***** Data to use
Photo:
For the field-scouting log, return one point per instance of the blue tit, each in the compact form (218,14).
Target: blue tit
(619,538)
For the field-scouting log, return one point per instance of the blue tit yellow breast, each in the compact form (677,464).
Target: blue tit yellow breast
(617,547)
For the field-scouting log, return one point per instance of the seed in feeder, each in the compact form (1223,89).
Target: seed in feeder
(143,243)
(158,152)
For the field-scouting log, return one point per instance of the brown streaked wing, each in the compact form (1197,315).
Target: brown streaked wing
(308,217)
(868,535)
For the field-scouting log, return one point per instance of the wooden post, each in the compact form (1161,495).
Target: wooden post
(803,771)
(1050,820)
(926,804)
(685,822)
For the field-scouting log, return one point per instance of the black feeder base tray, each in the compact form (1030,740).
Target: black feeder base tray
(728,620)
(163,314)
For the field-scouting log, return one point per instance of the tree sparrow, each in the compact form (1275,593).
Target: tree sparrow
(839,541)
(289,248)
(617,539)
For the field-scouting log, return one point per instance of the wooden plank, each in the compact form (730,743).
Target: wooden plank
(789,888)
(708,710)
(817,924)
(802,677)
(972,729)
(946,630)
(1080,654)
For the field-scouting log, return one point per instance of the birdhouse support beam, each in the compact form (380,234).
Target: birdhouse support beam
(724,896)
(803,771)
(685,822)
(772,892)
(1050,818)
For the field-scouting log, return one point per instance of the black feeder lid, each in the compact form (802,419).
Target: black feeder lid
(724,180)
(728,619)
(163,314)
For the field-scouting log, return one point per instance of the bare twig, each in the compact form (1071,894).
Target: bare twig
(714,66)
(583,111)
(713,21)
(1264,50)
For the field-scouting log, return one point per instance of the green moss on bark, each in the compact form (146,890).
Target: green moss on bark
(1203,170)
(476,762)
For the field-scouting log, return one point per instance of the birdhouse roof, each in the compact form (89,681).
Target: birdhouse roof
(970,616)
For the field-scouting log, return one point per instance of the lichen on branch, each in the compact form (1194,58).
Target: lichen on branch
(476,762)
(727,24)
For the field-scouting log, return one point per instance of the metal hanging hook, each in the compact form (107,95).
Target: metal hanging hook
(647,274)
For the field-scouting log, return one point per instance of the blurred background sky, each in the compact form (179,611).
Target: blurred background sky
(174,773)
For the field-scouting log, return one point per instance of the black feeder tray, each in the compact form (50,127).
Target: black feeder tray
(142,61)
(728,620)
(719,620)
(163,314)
**********
***** Data to use
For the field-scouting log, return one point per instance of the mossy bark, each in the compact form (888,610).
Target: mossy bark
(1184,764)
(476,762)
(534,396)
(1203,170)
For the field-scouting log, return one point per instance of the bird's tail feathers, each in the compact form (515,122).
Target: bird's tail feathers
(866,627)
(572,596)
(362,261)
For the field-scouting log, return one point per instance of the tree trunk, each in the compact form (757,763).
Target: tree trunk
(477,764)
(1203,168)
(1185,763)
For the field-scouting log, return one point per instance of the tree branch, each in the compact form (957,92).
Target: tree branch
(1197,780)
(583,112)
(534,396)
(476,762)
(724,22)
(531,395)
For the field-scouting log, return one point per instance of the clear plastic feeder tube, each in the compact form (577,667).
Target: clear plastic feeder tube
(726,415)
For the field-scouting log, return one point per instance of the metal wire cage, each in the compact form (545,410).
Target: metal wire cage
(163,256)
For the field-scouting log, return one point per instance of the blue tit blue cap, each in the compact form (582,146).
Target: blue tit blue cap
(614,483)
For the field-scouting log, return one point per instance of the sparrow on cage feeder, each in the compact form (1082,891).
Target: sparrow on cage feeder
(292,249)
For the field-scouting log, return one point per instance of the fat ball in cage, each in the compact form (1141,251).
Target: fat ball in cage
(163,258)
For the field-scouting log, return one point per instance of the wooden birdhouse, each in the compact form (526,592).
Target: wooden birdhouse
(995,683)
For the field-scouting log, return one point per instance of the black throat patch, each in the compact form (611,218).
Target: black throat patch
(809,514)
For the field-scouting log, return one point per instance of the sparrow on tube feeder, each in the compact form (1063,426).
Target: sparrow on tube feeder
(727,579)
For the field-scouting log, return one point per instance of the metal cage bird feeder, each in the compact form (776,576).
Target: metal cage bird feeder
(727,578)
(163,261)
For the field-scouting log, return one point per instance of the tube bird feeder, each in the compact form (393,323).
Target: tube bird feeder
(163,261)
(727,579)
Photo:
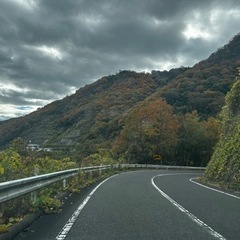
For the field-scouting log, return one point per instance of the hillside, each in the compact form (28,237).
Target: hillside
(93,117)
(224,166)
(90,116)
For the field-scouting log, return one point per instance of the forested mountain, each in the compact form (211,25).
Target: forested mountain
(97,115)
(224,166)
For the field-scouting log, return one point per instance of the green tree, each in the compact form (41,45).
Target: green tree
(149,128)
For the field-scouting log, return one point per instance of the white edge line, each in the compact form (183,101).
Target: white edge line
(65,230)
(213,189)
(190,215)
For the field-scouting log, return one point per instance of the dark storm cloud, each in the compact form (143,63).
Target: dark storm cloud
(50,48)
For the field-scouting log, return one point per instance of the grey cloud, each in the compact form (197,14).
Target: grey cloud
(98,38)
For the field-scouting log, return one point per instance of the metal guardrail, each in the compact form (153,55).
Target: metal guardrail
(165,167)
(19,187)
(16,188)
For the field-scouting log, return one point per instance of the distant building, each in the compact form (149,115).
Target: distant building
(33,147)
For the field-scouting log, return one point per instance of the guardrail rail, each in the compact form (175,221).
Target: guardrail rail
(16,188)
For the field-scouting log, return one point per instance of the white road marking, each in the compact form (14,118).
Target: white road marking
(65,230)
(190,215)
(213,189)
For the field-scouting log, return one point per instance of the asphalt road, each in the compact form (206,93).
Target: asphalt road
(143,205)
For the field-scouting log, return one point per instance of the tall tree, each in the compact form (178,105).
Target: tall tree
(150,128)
**********
— Exercise goal —
In the listing above, find the line containing "Target: wooden birdhouse" and the line containing "compact form (393,323).". Output them and every line between, exactly, and nothing else.

— Response for this exercise —
Target: wooden birdhouse
(995,683)
For the field-scouting log, return one point per instance of the black throat patch, each in the compact form (611,218).
Target: black throat patch
(809,514)
For the field-scouting log, return one point per instance of the sparrow on tube feeder, each in the compact form (1063,426).
Target: sparrow on tube feeder
(727,579)
For the field-scouting log, return one point per instance of the metal cage bird feeder, each in the compact form (776,576).
Target: metal cage bird feeder
(727,578)
(163,261)
For the field-scouting log, return one point per instance of the tube bird feeder, each in the compact form (393,323).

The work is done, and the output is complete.